*AUSGANGSTEXT*
Die gute Nachricht des gestrigen Tages lautet, dass die Landesregierungen von Hamburg und Schleswig-Holstein die ihnen auferlegte Frist eingehalten haben. So, wie es die EU-Kommission von ihnen verlangt hatte, präsentierten sie bis Ende Februar 2018 einen Käufer für die angeschlagene HSH Nordbank. Wenn das nicht geklappt hätte, wäre diese Landesbank auf Weisung aus Brüssel abgewickelt worden – mit unabsehbaren Konsequenzen für die deutsche Bankenlandschaft. Die schlechte Nachricht des gestrigen Tages gibt es aber auch: Auch wenn Bürgermeister Olaf Scholz (Hamburg) und Ministerpräsident Daniel Günther (Schleswig-Holstein) in die Kameras lächelten, ist der Verkauf an US-Investoren und den Investmentfonds Cerberus noch nicht unter Dach und Fach. Die Absicht ist erklärt, der Preis von einer Milliarde Euro ist auch bekannt. Aber ob wirklich alles so kommt wie besprochen, hängt noch von einigen Unwägbarkeiten ab.

Bankenvergleich wäre leichtfertig

Nun schaut man durchaus mit besorgtem Interesse aus Hannover in Richtung Norden nach Hamburg und Kiel. Denn die Entwicklungen bei der HSH Nordbank könnten Folgewirkungen für die Norddeutsche Landesbank (Nord/LB) haben, die vor allem vom Land Niedersachsen und den niedersächsischen Sparkassen getragen wird, auch vom Land Sachsen-Anhalt und zu viel kleineren Teilen von den Sparkassen in Sachsen-Anhalt und in Mecklenburg-Vorpommern. Es wäre leichtfertig, beide Banken miteinander zu vergleichen, zumal die Nord/LB in den vergangenen Jahren durchaus Erfolge mit ihrem strikten Sanierungskurs zu verbuchen hat. Dennoch: Die Krise der HSH ist entstanden, als sie sich mit Schifffahrtskrediten übernommen hatte. Ein ähnliches Problem hat auch die Nord/LB. Bei der HSH spitzte sich die Krise erheblich zu, Hamburg und Schleswig-Holstein gaben Garantien für ihre Bank ab. Sie konnten solche eigentlich unerlaubten Beihilfen aber nur deshalb bei der EU durchsetzen, weil sie das Versprechen zur Privatisierung abgaben. Gestern versicherten Bürgermeister Scholz und Ministerpräsident Günther ihre Vertragstreue.

*GEGEBENE DATEN*
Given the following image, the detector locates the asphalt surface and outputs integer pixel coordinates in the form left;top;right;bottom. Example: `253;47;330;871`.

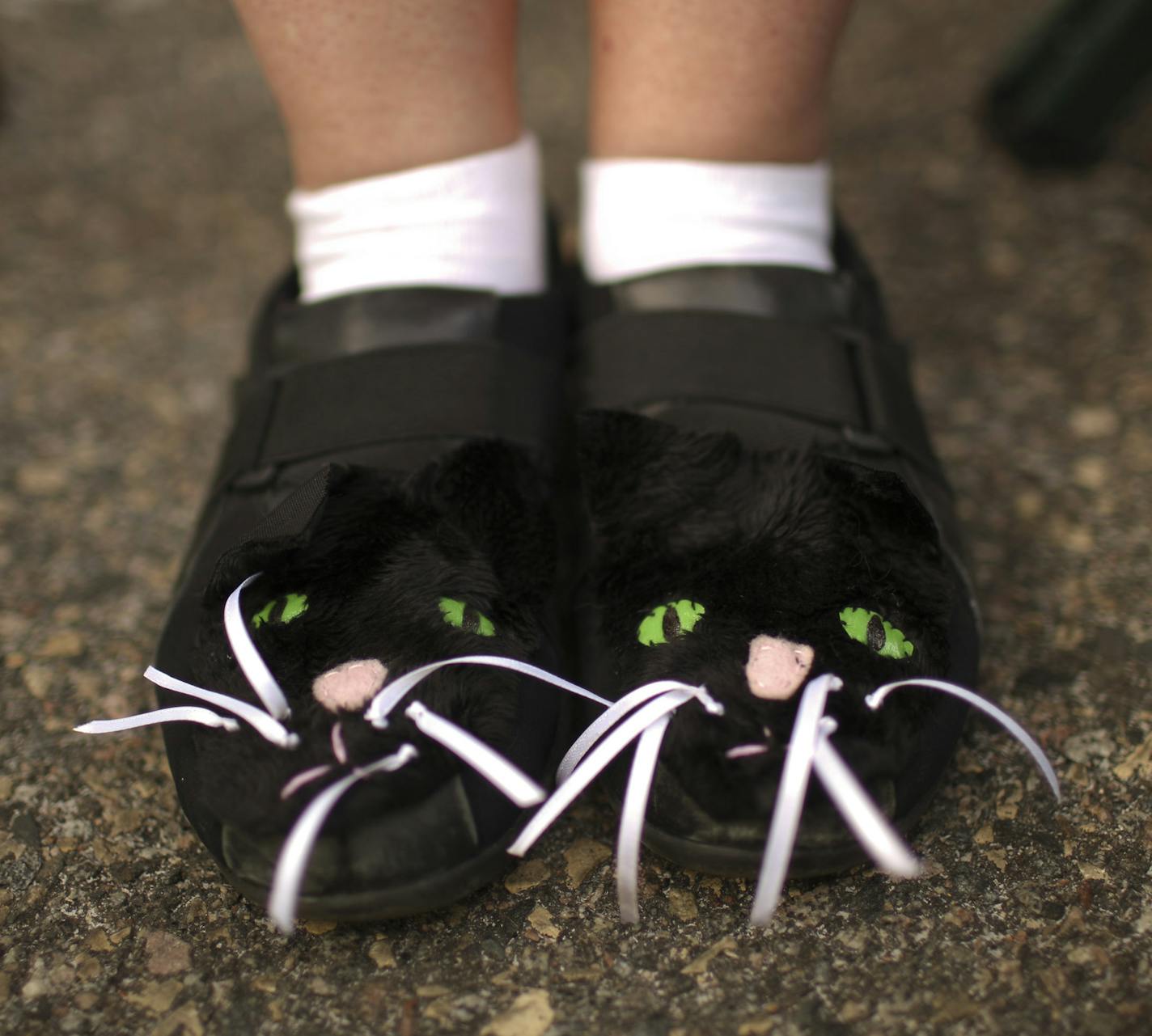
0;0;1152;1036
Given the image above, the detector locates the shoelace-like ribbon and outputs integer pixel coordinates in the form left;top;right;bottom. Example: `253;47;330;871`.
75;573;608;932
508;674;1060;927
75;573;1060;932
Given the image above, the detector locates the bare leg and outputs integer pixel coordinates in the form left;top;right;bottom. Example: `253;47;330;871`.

==

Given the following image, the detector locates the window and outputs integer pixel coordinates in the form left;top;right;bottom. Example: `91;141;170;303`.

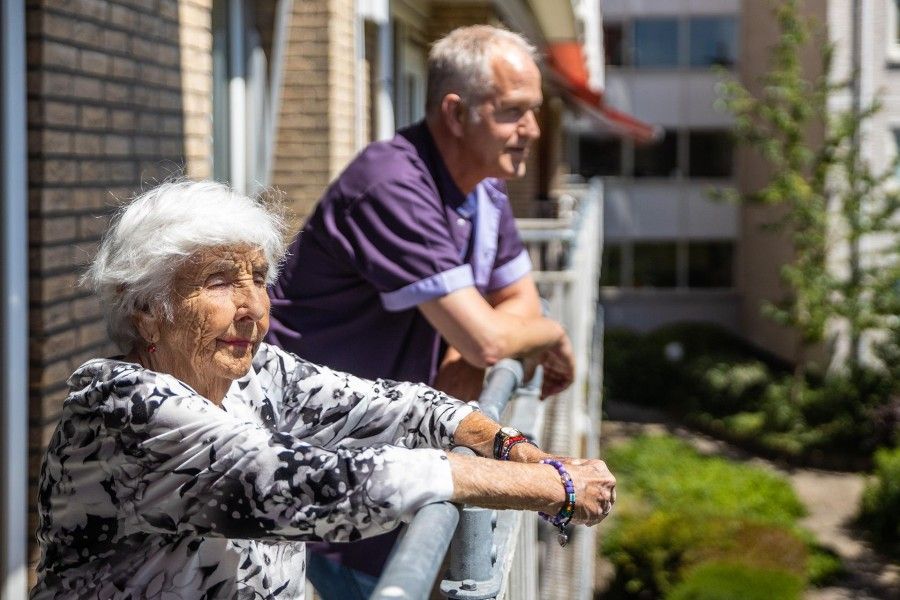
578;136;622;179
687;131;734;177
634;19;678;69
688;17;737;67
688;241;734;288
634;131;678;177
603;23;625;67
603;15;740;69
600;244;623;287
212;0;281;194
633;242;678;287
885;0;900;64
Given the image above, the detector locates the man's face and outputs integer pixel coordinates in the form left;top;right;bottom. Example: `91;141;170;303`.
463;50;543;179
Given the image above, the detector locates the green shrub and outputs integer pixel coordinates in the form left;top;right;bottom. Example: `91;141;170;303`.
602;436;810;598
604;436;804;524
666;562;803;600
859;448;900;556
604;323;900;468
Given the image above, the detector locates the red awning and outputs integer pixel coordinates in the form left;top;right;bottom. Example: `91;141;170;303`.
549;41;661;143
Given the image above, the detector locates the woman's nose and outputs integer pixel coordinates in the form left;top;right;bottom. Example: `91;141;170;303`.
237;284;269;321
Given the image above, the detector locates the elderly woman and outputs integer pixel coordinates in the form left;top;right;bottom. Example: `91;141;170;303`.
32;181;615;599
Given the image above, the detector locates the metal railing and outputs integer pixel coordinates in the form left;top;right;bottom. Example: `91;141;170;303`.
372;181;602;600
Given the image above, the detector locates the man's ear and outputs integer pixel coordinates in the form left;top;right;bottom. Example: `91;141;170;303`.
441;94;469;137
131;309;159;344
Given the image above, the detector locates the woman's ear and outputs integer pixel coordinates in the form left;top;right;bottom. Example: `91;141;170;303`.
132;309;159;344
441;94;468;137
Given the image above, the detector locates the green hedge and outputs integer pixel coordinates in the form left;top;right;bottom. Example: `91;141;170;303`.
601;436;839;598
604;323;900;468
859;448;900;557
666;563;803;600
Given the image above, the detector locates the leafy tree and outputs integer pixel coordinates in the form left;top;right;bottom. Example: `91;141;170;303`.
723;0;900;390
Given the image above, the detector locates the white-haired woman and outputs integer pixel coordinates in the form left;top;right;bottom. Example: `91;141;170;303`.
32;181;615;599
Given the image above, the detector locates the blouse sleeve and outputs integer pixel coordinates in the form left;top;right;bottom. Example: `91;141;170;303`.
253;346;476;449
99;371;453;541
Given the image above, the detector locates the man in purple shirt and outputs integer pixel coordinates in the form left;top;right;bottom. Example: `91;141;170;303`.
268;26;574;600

--

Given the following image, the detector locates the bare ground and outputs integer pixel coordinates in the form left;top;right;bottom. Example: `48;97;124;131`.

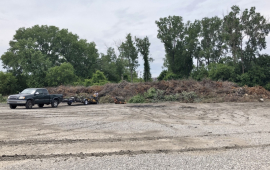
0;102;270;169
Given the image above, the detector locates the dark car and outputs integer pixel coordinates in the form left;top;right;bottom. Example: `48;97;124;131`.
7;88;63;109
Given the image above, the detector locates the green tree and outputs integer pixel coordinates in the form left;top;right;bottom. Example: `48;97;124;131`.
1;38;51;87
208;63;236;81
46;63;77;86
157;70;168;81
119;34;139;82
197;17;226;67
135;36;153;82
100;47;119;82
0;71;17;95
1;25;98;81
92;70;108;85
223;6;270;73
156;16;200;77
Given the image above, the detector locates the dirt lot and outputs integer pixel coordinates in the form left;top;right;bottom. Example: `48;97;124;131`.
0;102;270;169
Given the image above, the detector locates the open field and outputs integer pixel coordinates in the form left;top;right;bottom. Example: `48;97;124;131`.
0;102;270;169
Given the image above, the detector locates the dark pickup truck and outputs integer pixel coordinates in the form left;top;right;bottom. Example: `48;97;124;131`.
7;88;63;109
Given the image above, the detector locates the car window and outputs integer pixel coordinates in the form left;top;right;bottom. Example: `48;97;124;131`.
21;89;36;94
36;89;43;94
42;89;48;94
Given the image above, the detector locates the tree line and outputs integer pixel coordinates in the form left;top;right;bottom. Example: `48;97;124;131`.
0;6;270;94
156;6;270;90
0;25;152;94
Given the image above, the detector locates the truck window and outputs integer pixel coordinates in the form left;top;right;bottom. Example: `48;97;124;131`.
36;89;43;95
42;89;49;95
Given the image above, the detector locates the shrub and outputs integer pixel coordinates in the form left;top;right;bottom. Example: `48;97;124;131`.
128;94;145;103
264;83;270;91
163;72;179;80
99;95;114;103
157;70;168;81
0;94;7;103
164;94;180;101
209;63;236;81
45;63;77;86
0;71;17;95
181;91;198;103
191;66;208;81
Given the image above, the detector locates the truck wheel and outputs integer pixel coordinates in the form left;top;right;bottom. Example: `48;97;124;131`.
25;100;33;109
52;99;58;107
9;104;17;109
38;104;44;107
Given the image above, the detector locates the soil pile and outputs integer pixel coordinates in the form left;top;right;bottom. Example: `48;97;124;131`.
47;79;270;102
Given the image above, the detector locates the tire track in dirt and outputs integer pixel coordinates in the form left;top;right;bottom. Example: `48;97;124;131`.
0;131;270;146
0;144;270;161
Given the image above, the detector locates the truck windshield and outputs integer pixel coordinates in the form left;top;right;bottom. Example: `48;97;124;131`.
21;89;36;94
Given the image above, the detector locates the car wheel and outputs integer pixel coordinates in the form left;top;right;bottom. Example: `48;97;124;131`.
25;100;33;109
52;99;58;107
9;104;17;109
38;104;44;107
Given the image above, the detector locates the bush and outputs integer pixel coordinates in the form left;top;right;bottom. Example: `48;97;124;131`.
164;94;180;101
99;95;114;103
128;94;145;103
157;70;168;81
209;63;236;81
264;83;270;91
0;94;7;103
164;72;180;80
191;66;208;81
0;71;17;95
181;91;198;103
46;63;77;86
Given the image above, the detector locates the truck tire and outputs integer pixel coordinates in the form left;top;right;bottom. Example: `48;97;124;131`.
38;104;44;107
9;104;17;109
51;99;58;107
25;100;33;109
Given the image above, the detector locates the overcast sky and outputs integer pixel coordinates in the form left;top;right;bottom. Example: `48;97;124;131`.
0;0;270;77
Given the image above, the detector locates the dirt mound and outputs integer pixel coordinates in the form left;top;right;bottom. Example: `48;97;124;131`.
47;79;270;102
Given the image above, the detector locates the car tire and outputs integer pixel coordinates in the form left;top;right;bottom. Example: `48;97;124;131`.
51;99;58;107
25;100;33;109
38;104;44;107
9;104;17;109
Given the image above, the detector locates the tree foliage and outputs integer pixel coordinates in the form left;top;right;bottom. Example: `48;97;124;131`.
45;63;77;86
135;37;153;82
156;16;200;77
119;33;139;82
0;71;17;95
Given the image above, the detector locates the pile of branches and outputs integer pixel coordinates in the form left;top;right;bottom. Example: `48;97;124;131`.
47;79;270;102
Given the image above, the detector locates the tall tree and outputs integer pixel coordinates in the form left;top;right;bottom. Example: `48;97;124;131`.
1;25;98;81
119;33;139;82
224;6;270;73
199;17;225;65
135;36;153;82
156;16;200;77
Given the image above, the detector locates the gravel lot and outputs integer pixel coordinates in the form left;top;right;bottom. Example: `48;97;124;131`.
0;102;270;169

*AUFGABEN*
1 > Wie konnten Hamburg und Schleswig-Holstein laut dem Ausgangstext ihre Garantien für die HSH Nordbank bei der EU durchsetzen?
2 > Tausche in den Einträgen von der Zeile mit „Given the image above, the detector locates the green shrub“ bis zur Zeile mit „131;309;159;344“ „outputs“ gegen „returns“ aus. Gib nur diese Zeilen wieder, sonst unverändert.

*LÖSUNGEN*
1 > Die Garantien waren eigentlich unerlaubte Beihilfen. Die beiden Länder konnten sie nur deshalb bei der EU durchsetzen, weil sie das Versprechen zur Privatisierung der Bank abgaben.

2 >
Given the image above, the detector locates the green shrub and returns integer pixel coordinates in the form left;top;right;bottom. Example: `91;141;170;303`.
602;436;810;598
604;436;804;524
666;562;803;600
859;448;900;556
604;323;900;468
Given the image above, the detector locates the red awning and returns integer pixel coordinates in the form left;top;right;bottom. Example: `91;141;170;303`.
549;41;661;143
Given the image above, the detector locates the woman's nose and returns integer pixel coordinates in the form left;top;right;bottom. Example: `91;141;170;303`.
237;284;269;321
Given the image above, the detector locates the elderly woman and returns integer pixel coordinates in the form left;top;right;bottom. Example: `91;141;170;303`.
32;181;615;599
Given the image above, the detector locates the metal railing and returns integer pixel coordinates in the form left;top;right;bottom. Example: `91;141;170;303`.
372;181;602;600
Given the image above, the detector locates the man's ear and returns integer pixel coordinates in the form left;top;right;bottom. Example: `91;141;170;303`.
441;94;469;137
131;309;159;344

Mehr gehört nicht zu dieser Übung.